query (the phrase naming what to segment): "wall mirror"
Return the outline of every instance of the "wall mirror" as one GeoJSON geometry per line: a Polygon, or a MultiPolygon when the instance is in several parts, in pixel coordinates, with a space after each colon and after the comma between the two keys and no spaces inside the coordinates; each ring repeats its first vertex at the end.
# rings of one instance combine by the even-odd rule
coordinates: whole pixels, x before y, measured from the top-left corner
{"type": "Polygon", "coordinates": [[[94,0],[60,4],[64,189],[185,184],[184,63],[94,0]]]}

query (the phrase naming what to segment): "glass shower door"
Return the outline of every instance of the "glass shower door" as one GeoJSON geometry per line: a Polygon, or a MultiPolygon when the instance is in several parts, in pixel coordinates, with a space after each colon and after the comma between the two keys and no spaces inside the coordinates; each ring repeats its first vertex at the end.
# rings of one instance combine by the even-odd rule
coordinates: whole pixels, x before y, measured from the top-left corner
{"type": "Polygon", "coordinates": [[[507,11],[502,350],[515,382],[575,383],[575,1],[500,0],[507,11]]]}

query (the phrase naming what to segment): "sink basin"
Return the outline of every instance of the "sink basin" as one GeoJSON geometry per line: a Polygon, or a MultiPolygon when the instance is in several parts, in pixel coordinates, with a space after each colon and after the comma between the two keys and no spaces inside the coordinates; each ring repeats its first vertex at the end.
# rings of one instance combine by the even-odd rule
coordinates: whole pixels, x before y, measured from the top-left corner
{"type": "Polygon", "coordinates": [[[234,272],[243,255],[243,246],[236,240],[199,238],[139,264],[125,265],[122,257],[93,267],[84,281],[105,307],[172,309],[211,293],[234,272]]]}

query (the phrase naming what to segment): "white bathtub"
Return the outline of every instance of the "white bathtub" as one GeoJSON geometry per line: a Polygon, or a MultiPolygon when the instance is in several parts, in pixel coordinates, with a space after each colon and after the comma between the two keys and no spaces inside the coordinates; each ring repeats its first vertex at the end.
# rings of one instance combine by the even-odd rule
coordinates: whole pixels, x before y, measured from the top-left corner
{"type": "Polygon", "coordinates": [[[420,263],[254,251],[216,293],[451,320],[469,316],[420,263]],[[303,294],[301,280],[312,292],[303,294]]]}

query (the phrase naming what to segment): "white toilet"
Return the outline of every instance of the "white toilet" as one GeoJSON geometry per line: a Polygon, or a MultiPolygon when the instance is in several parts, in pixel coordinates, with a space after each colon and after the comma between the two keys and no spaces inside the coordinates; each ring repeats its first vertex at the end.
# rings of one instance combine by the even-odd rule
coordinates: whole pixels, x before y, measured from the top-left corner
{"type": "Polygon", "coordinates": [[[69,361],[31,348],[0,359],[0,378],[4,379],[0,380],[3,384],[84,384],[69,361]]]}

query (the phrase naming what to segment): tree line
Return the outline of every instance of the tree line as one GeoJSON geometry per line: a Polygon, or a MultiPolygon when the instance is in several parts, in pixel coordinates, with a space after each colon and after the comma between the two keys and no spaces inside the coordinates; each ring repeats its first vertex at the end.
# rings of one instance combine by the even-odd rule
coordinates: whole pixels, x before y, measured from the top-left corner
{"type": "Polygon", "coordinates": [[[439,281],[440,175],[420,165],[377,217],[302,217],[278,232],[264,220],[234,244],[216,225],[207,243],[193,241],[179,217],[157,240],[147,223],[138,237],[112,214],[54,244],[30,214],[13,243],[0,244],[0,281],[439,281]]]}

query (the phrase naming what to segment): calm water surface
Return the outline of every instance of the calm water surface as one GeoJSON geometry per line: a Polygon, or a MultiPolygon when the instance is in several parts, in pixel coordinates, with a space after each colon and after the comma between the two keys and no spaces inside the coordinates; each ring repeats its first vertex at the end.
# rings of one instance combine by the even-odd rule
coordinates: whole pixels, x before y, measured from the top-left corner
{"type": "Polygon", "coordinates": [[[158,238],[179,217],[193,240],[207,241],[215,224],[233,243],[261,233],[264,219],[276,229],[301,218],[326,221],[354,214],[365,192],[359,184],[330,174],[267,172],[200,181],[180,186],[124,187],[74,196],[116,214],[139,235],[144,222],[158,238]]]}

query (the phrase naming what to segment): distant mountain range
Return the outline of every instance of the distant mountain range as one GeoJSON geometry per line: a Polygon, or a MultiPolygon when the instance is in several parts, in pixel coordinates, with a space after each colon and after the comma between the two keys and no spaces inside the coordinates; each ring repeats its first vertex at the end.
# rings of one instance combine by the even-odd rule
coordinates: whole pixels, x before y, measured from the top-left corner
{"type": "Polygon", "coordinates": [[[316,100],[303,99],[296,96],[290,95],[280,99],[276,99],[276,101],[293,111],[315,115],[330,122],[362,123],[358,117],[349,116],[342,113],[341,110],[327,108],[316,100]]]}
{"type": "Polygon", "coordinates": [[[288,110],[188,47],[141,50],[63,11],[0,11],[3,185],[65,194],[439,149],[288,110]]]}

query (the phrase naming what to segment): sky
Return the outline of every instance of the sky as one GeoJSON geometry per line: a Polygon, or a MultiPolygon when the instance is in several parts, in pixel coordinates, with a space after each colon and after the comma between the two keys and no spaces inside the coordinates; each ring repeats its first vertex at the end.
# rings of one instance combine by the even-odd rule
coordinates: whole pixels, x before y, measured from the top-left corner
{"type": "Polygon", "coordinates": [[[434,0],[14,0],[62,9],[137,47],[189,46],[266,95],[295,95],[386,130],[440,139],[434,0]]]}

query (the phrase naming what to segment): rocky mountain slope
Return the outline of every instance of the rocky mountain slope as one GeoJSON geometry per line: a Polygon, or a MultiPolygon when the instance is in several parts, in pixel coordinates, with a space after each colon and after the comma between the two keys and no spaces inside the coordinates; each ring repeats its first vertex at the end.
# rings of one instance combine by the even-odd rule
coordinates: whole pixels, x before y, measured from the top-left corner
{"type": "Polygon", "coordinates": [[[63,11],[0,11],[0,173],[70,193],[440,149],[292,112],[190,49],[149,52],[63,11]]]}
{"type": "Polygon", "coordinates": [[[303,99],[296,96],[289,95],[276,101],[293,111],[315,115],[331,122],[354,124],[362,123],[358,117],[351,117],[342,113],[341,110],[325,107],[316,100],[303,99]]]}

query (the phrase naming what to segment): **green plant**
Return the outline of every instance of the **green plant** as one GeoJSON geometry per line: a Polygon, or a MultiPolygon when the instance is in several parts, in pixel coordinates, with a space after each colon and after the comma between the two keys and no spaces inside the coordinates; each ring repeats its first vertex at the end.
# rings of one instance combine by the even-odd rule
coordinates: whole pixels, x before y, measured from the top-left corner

**Your goal**
Repeat, unchanged, the lines from the one containing "query (the phrase naming what to segment): **green" through the final line above.

**Expected answer**
query (the phrase naming what to segment): **green plant**
Return the outline of every instance of the **green plant** as one GeoJSON geometry per line: a Polygon, or a MultiPolygon when the instance is in several parts, in pixel coordinates, with a space after each colon and after the comma between the two keys and no spaces inside the coordinates; each ring repeats its first vertex at the end.
# rings of one instance combine by the even-odd rule
coordinates: whole pixels, x before y, measured from the top-left corner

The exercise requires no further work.